Page extract start
Antarctic Survival Night… a regular Canadian evening- NOT!

As we took the Zamboni (AKA Zodiacs) over to Ronge’ for our “overnight camping on the ice”- there were many different attitudes.  Some excited, some nervous- all looking forward to an experience.

We had all been briefed on what to do and what to expect.  We were given sleeping bags with special extra liners, foam pads, waterproof outer shells to protect from the wind and snow.  We got a 5 minute lesson on constructing them (mission accomplished) and then wrapped them up and put them in big fancy waterproof bags to carry over from the ship. 

Our group was on one of the later Zambonis and a lot of the other groups were well on their way digging trenches to set up our sleeping apparatuses in.  The trenches are dug to protect from the wind- makes sense- but sure look a lot like shallow graves.

Looking around- words are hard to find to describe the scene.  Like every spot we’ve stopped at, I feel like I need a giant Thesaurus as all the words I know have been used up.  Camping on another planet is what it seemed like- even if there is a picture- I’m sure it will never do justice to the setting around us.  As the ship pulled away (it sailed away for the night to take its lights and amenities)- we knew we were sequestered and that’s part of the fun.

It was interesting to see who was digging together and how big the groups that formed were.  There were some lone wolves- digging a single slot and showing independence.  There were “colonies” of people from the UK- still trying to hold onto the old British Empire.  The Yankee Doodles didn’t exactly build a White House- although the colour was accurate.  Both Indian Delegations had Taj Mahal type holes in the snow- save for the architectural brilliance, grand scale and beauty.

Mik and I joined Scott (US), Daniel (Portugal) and Charlotte (UK but living France) and we created Club Canada.  Since we were 40% Canadian- we were able to muscle in the name- the only protest was from Scott the Yank.  He could take a lesson from the Brits- don’t think your empire can last forever- particularly when there is winter camping involving Canadian Scouters!  By the way- Mik was a 5 star Cub back in the day (all 5 are stitched onto his jacket).

Anyhow- Club Canada had a GRAND wall and enough room for 5 and was in a great neighborhood.  We managed to get a lot right next door to our new and wonderful friends from the UAE.  This was their first time camping on snow and ice and they were very excited and enthusiastic.  We shared our shovel and we shared laughs as we got ready for a memorable night under the stars.
Page extract end
* [Exercise tasks]
[1] Answer these about the Antarctic camping post, marking your answers (a), (b), (c):
(a) What were the sleeping bags packed in to carry over from the ship?
(b) What are the trenches dug to protect against?
(c) Why did the ship sail away for the night?
[2] Reproduce the passage of the Antarctic camping post starting at "Our group was" and ending at "of the fun.".
[3] Carry on writing the Antarctic camping post, picking up after its final sentence.
Available data start
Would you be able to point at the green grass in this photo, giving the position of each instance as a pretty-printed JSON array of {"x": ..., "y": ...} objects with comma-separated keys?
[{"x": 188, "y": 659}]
Available data end
* [Answers]
[1]
(a) Big fancy waterproof bags.
(b) The wind.
(c) To take its lights and amenities.

[2]
Our group was on one of the later Zambonis and a lot of the other groups were well on their way digging trenches to set up our sleeping apparatuses in.  The trenches are dug to protect from the wind- makes sense- but sure look a lot like shallow graves.

Looking around- words are hard to find to describe the scene.  Like every spot we’ve stopped at, I feel like I need a giant Thesaurus as all the words I know have been used up.  Camping on another planet is what it seemed like- even if there is a picture- I’m sure it will never do justice to the setting around us.  As the ship pulled away (it sailed away for the night to take its lights and amenities)- we knew we were sequestered and that’s part of the fun.

[3]
Once the new homes were prepared- we were entertained by Jason and the 2041 Dancers who regaled us with a dance to demonstrate how to get into the sleeping bags the best way- and to be prepared to get back into our LAYERS, LAYERS, LAYERS in the morning.  We also got some “training” on the “facilities”- having a weak bladder myself, I took careful consideration on all the data points.

Off to bed!- not necessarily to sleep though.  Some stars peaking through- even the Southern Cross making an appearance- and plenty of chatter in many languages from all sides.

We nestled in and all seemed well- (and for me it was actually all good).  But I found out in the morning that many weren’t too happy as the snow started to fall.  Remembering my scout training I “cocooned” pretty quickly and had my head totally covered.  One of the times I woke up I looked around and noticed a lot of faces still exposed.  A couple of hours later I woke up and looked around again and every face was buried in a sleeping apparatus- the cocooning was pretty easy to figure out for all the rookies. 

6AM seemed to come very quickly.  For some- jubilation that it was over.  For me- I could have slept another couple of hours for sure.  I should admit though- despite waking up a couple of times a night on this trip- I have no problem going back to sleep.  Actually- if sleep were an Olympic Event, I could make the podium.  I haven’t seen much competition from the 29 countries represented on this 2041 group!

The Zambonis took us back to the ship and the memorable night was over. 

I think for many it was a great experience. Its one of those special things- love every minute of it- or hate every second of it- there is no way you are going to forget it and you will definitely be talking about it for years to come.

In the words of Jumper – OUT!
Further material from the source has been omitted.